Stored items:
+++++
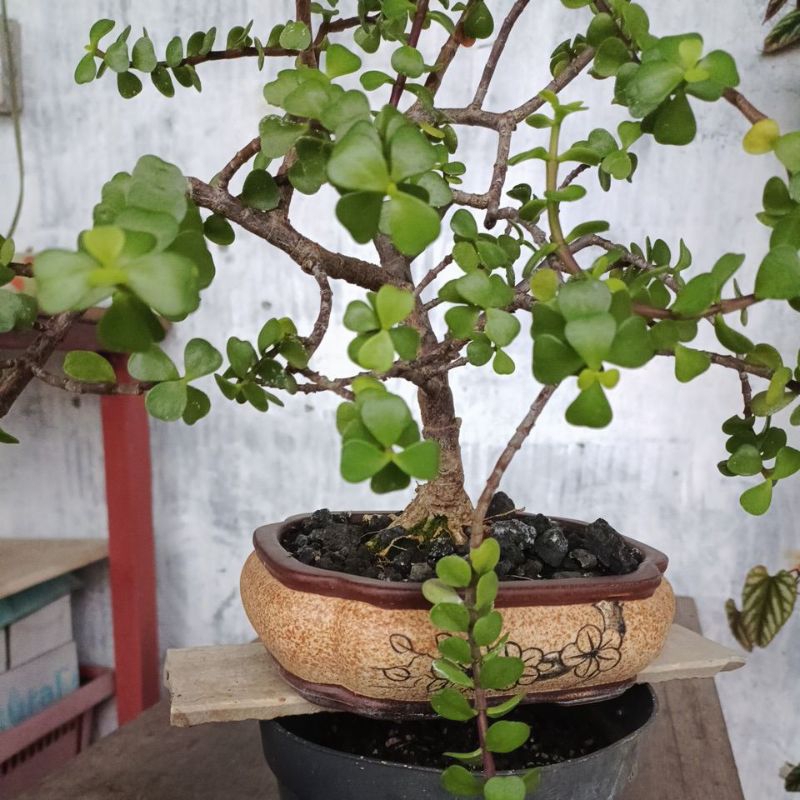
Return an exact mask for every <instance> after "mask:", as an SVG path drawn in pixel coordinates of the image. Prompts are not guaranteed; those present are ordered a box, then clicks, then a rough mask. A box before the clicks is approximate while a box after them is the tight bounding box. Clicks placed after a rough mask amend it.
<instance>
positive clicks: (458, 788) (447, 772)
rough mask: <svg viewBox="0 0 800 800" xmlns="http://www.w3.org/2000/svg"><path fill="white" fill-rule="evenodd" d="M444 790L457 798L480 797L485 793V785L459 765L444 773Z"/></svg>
mask: <svg viewBox="0 0 800 800" xmlns="http://www.w3.org/2000/svg"><path fill="white" fill-rule="evenodd" d="M442 788H443V789H444V790H445V791H446V792H449V793H450V794H452V795H455V796H456V797H478V796H479V795H481V794H482V793H483V783H482V782H481V781H479V780H478V779H477V778H476V777H475V776H474V775H473V774H472V773H471V772H470V771H469V770H468V769H466V768H465V767H462V766H460V765H459V764H454V765H452V766H450V767H448V768H447V769H446V770H445V771H444V772H443V773H442Z"/></svg>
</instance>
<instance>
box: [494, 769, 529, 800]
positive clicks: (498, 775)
mask: <svg viewBox="0 0 800 800" xmlns="http://www.w3.org/2000/svg"><path fill="white" fill-rule="evenodd" d="M527 794H528V789H527V787H526V786H525V781H523V780H522V778H520V777H519V776H517V775H495V776H493V777H491V778H489V780H488V781H486V785H485V786H484V787H483V796H484V798H485V800H525V797H526V796H527Z"/></svg>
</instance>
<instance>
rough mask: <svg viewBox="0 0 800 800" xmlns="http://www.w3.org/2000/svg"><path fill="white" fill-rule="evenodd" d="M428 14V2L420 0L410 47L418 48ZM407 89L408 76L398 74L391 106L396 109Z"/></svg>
mask: <svg viewBox="0 0 800 800" xmlns="http://www.w3.org/2000/svg"><path fill="white" fill-rule="evenodd" d="M427 13H428V0H419V2H417V11H416V13H415V14H414V21H413V22H412V23H411V32H410V33H409V34H408V46H409V47H416V46H417V43H418V42H419V35H420V33H421V32H422V25H423V23H424V22H425V15H426V14H427ZM405 87H406V76H405V75H403V74H402V73H398V75H397V77H396V78H395V80H394V84H393V86H392V94H391V97H390V98H389V103H390V105H393V106H394V107H395V108H397V106H398V105H399V103H400V98H401V97H402V96H403V90H404V89H405Z"/></svg>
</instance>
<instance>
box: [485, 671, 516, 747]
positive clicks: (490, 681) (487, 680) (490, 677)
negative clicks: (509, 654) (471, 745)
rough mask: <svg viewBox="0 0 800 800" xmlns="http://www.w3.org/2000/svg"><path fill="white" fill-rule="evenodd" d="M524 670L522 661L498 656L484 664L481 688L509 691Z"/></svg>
mask: <svg viewBox="0 0 800 800" xmlns="http://www.w3.org/2000/svg"><path fill="white" fill-rule="evenodd" d="M524 670H525V665H524V664H523V663H522V660H521V659H519V658H508V657H506V656H496V657H495V658H492V659H489V660H488V661H486V662H484V664H483V666H482V668H481V678H480V683H481V687H482V688H483V689H498V690H500V689H508V688H509V686H513V685H514V684H515V683H516V682H517V681H518V680H519V679H520V678H521V677H522V673H523V672H524ZM496 752H500V751H496Z"/></svg>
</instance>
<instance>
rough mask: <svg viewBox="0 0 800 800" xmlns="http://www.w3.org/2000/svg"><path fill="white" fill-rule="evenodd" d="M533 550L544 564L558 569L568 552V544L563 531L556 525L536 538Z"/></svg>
mask: <svg viewBox="0 0 800 800" xmlns="http://www.w3.org/2000/svg"><path fill="white" fill-rule="evenodd" d="M534 550H535V551H536V555H537V556H539V558H540V559H541V560H542V561H544V563H545V564H547V565H549V566H551V567H560V566H561V563H562V562H563V561H564V558H565V557H566V555H567V551H568V550H569V544H568V543H567V537H566V536H565V535H564V531H562V530H561V528H559V527H558V526H557V525H553V526H552V527H551V528H549V529H548V530H546V531H545V532H544V533H542V534H540V535H539V536H537V538H536V544H535V545H534Z"/></svg>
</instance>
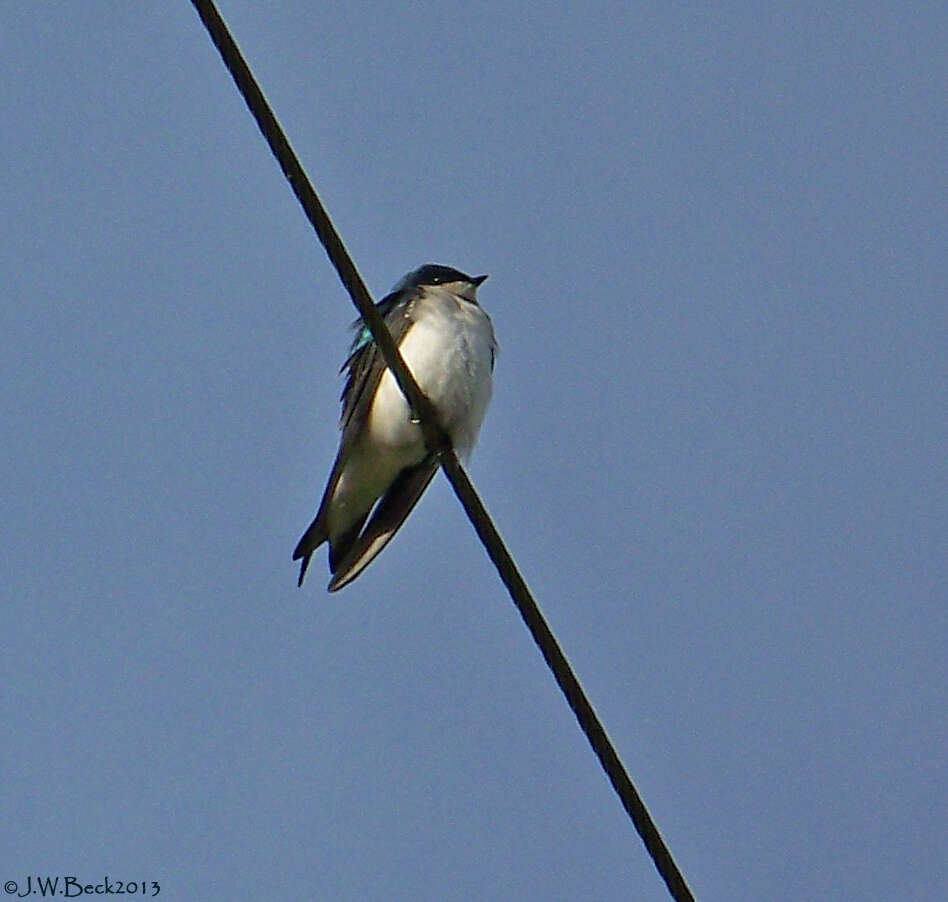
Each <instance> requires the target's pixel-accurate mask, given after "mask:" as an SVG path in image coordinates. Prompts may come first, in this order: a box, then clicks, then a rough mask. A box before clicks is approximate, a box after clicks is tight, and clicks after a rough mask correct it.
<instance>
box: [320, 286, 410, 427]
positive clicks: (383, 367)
mask: <svg viewBox="0 0 948 902" xmlns="http://www.w3.org/2000/svg"><path fill="white" fill-rule="evenodd" d="M418 294H419V292H418V291H417V289H411V290H407V291H395V292H392V293H391V294H389V295H386V296H385V297H384V298H382V300H381V301H379V303H378V309H379V313H381V314H382V318H383V319H384V320H385V325H386V326H388V331H389V332H391V333H392V338H393V339H394V340H395V344H396V345H399V344H401V341H402V339H403V338H404V337H405V333H406V332H407V331H408V330H409V329H410V328H411V325H412V313H413V309H414V306H415V300H416V298H417V296H418ZM352 326H353V328H354V329H357V330H358V332H357V334H356V337H355V340H354V341H353V343H352V349H351V353H350V354H349V357H348V358H347V359H346V362H345V363H344V364H343V365H342V367H341V369H340V370H339V372H340V373H342V372H345V373H346V383H345V385H344V386H343V388H342V396H341V397H340V399H339V400H340V401H342V416H341V418H340V421H339V425H340V428H341V429H342V430H343V443H345V441H346V433H347V432H348V430H349V428H350V424H353V425H355V426H356V427H357V434H358V432H361V429H362V427H363V426H364V425H365V418H366V414H367V413H368V410H369V407H370V406H371V403H372V398H373V397H374V395H375V389H376V388H377V387H378V384H379V379H381V378H382V373H384V372H385V369H386V365H385V360H384V359H383V358H382V354H381V352H380V351H379V349H378V346H377V345H376V344H375V342H374V341H373V339H372V335H371V333H370V332H369V330H368V327H367V326H366V325H365V323H363V321H362V320H361V319H357V320H356V321H355V322H354V323H353V324H352Z"/></svg>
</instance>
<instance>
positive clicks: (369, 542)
mask: <svg viewBox="0 0 948 902" xmlns="http://www.w3.org/2000/svg"><path fill="white" fill-rule="evenodd" d="M437 469H438V460H437V458H436V457H435V456H434V455H429V456H428V457H426V458H425V459H424V460H423V461H422V462H421V463H419V464H415V466H413V467H406V468H405V469H404V470H402V472H401V473H399V474H398V476H397V477H396V479H395V481H394V482H393V483H392V484H391V485H390V486H389V488H388V491H387V492H386V493H385V494H384V495H382V497H381V498H380V499H379V502H378V504H377V505H376V506H375V510H374V511H373V512H372V516H371V518H370V520H369V522H368V524H367V525H366V527H365V529H364V530H363V531H362V532H361V534H359V535H358V536H357V537H356V538H355V540H354V541H353V543H352V547H351V548H349V550H348V551H347V552H346V553H345V555H344V556H343V557H342V559H341V560H339V561H338V566H336V565H334V564H332V562H331V569H332V574H333V576H332V579H331V580H330V582H329V587H328V588H329V591H330V592H335V591H336V590H337V589H341V588H342V587H343V586H345V585H347V584H348V583H350V582H352V580H354V579H355V578H356V577H357V576H358V575H359V574H360V573H361V572H362V571H363V570H364V569H365V568H366V567H368V565H369V564H370V563H371V562H372V560H373V559H374V558H375V556H376V555H377V554H378V553H379V552H380V551H381V550H382V549H383V548H384V547H385V546H386V545H387V544H388V543H389V541H390V540H391V538H392V536H394V535H395V533H396V532H398V528H399V527H400V526H401V525H402V523H404V522H405V518H406V517H407V516H408V515H409V514H410V513H411V512H412V509H413V508H414V506H415V505H416V504H417V503H418V499H419V498H421V496H422V494H423V493H424V491H425V489H426V488H427V487H428V483H429V482H431V479H432V477H433V476H434V474H435V471H436V470H437ZM360 525H361V524H360Z"/></svg>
+++++
Copy the rows above again word for word, from the start of the rows up to and including the line with "positive clicks: (458, 788) (447, 772)". Leave the pictures out of your answer.

Return an exact mask for every <instance> after "mask:", as an SVG path drawn in pixel coordinates of the image. Prompts are not guaranteed; those present are ordered a box, then clicks, then a rough mask. A box before the clicks is approximate while a box after them is the tight bounding box. Clicks placed after a rough mask amend it.
<instance>
positive clicks: (458, 788) (447, 772)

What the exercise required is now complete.